**Task brief:** Write out all of the lines below, exactly and completely.

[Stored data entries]
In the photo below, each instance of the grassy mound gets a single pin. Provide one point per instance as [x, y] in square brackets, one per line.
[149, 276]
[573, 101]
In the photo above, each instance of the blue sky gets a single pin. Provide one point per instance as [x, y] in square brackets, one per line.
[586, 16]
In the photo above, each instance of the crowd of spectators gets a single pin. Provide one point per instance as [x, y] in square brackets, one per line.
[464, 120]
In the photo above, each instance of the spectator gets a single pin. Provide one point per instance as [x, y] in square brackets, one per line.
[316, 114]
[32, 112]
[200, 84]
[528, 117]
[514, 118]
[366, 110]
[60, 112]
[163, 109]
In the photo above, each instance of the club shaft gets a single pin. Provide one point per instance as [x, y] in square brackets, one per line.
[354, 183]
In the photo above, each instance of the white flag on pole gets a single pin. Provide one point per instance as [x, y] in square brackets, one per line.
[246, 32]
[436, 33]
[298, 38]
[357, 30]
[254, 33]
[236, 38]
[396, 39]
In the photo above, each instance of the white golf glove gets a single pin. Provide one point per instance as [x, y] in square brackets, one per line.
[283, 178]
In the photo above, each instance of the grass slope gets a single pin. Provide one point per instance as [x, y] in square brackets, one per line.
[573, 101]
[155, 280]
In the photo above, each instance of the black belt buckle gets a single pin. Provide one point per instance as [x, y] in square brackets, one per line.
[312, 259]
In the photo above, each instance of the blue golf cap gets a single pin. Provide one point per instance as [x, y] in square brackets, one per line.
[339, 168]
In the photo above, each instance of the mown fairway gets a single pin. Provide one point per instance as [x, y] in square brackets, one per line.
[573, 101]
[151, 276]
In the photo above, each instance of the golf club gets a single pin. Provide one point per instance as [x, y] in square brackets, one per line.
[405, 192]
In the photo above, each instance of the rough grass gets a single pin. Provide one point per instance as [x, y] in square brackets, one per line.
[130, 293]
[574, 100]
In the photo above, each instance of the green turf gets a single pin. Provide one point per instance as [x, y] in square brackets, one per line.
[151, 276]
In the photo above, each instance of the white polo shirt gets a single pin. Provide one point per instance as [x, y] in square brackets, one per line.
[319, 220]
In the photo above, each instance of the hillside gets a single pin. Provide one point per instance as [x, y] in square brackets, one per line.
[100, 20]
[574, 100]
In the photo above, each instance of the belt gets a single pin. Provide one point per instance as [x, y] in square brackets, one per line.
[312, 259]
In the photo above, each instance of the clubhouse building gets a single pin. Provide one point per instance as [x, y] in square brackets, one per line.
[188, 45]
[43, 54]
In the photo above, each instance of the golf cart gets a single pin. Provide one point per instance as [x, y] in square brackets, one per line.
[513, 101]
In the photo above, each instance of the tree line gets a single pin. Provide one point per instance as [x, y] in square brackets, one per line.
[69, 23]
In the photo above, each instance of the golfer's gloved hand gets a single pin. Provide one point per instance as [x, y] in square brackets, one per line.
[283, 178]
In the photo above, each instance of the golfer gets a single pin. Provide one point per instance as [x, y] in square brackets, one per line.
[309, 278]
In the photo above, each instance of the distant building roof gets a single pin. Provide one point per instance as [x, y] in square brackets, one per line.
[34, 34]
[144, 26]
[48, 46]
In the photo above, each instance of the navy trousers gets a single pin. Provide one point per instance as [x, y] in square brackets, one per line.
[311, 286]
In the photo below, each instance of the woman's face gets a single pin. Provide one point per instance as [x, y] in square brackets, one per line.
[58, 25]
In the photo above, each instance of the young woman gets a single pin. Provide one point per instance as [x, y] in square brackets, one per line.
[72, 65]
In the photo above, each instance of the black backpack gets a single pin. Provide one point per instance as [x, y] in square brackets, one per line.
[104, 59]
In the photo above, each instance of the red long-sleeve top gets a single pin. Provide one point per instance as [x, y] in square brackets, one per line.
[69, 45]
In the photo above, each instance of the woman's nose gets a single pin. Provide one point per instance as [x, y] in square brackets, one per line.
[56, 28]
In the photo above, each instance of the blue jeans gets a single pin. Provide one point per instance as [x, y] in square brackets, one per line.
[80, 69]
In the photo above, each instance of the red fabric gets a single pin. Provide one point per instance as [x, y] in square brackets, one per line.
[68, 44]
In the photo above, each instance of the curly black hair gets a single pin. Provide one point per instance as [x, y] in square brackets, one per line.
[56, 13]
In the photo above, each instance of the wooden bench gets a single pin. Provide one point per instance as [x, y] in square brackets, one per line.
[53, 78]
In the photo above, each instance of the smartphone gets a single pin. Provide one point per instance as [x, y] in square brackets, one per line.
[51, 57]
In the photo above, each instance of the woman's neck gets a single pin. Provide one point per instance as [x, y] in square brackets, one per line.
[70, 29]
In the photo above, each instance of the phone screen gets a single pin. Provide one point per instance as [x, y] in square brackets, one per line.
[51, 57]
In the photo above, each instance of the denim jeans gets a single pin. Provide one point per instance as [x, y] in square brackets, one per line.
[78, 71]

**Result of this task:**
In the photo below, each instance of the grassy mound gets a single pin. Provide one point per instance as [x, y] in square brackets, one per line.
[149, 276]
[573, 101]
In the photo above, each instance of the blue sky gets a single pin. Provide one point per instance as [x, y] in square brackets, one per line.
[586, 16]
In the photo above, each instance of the crowd of spectators gets a single pin. Provide one point per instance as [x, y] in square brackets, one per line.
[464, 120]
In the photo above, each instance of the spectator gets a single pin. Provide one point per instance as [x, y] in square brackets, one per line.
[316, 114]
[32, 112]
[200, 84]
[528, 117]
[514, 118]
[366, 110]
[60, 112]
[163, 109]
In the photo above, each instance of the club shaft gets a single pin. Provide one point per instance as [x, y] in square brackets, one per line.
[354, 183]
In the photo above, each instance of the white flag on pole gets a single pin. Provide one point per instance as [x, y] in square brackets, one per line.
[246, 32]
[436, 33]
[298, 38]
[357, 30]
[254, 33]
[236, 38]
[396, 39]
In the photo above, each instance of the white golf glove gets a single pin. Provide one point per instance as [x, y] in square brackets, one per line.
[283, 178]
In the photo above, each instance of the grass slope gets a single pin. Provide one point per instance as [x, y] in square brackets, one per line.
[573, 101]
[155, 280]
In the photo above, each instance of the black belt buckle gets a single pin. Provide one point per instance as [x, y] in square brackets, one per line.
[312, 259]
In the photo above, each instance of the blue golf cap gets a single pin. Provide one point per instance as [x, y] in square brackets, one per line.
[339, 168]
In the photo above, each instance of the mown fairway gets a single pin. Provide one point per instance as [x, y] in square brackets, one per line.
[573, 101]
[151, 276]
In the photo above, each instance of the golf club gets a single pin. Provide one point per instance as [x, y] in square brackets, one per line.
[405, 192]
In the photo above, each instance of the rough grass gets a single pin. Provide one point per instance as [x, y] in square brackets, one per line.
[130, 293]
[574, 100]
In the photo above, each instance of the green turf gets a single pin. Provide one point per instance as [x, y] in square brackets, one per line.
[151, 276]
In the photo above, each instance of the white polo shirt gets a single pin. Provide one point per instance as [x, y] in square brackets, one per line.
[319, 220]
In the photo above, each instance of the hillside gets a single pin. Provide one point per instance as [x, y] in square brackets, one per line.
[100, 20]
[574, 100]
In the photo above, each instance of the belt gets a single pin. Provide one point per instance as [x, y] in square brackets, one per line.
[312, 259]
In the photo above, each instance of the clubhouse building gets a single pin. Provide one point per instance as [x, y] in square brackets, one per line.
[188, 45]
[43, 54]
In the photo above, each instance of the golf cart gets a single pin. Provide one point per instance as [x, y] in square brackets, one per line.
[513, 101]
In the photo above, each instance of the tree line gets a single pin. Provide one point per instance as [x, y] in square brackets, one per line.
[69, 23]
In the photo above, each instance of the golfer's gloved hand gets a single pin. Provide one point per instance as [x, y] in square brackets, one per line.
[283, 178]
In the photo above, each instance of the golfer gets a single pin. Provide one point per instance as [x, y] in square brackets, one per line.
[309, 278]
In the photo above, each instance of the distant building roof gets a single pin. Provide one point per instance as [x, y] in square brackets, one per line.
[34, 34]
[144, 26]
[48, 46]
In the photo above, each instance of the navy trousers gets a single pin. Provide one point per instance as [x, y] in square brackets, one per line.
[311, 286]
In the photo below, each instance of the woman's face gets a single pin. Provide one point per instance as [x, y] in square brackets, one per line.
[58, 25]
In the photo above, each instance of the young woman gets a single pin. Provide one point per instance as [x, y] in square brackets, one per line.
[72, 65]
In the photo above, each instance of the black backpack gets a single pin. Provide one point per instance as [x, y] in square brackets, one per line.
[104, 59]
In the photo above, each instance of the red long-sleeve top gets a single pin. Provide one point per instance as [x, y] in square brackets, one per line.
[69, 45]
In the photo above, each instance of the woman's nose gets a single pin. Provide one point per instance as [x, y] in square brackets, one per line.
[56, 28]
In the photo above, each instance of the blue jeans gets a single pin. Provide one point per instance as [x, y] in square brackets, one per line.
[80, 69]
In the photo above, each instance of the red fabric gets a single pin. Provide one point per instance as [x, y] in square brackets, one per line.
[68, 44]
In the photo above, each instance of the curly black hair gets a single pin. Provide one point per instance as [x, y] in square brackets, one per line.
[56, 13]
In the photo above, each instance of the wooden bench gets a single pin. Provide one point per instance as [x, y] in square brackets, one per line.
[53, 78]
In the photo above, each instance of the smartphone gets a single pin. Provide one point per instance as [x, y] in square brackets, one per line.
[51, 57]
In the photo above, each instance of the woman's neck gets a single pin. Provide one point per instance as [x, y] in square brackets, one per line.
[70, 29]
In the photo above, each instance of the phone screen gets a single pin. Provide one point per instance as [x, y] in square brackets, one per line.
[51, 57]
In the photo above, each instance of the denim jeans gets a single pin. Provide one point per instance as [x, y] in square brackets, one per line.
[78, 71]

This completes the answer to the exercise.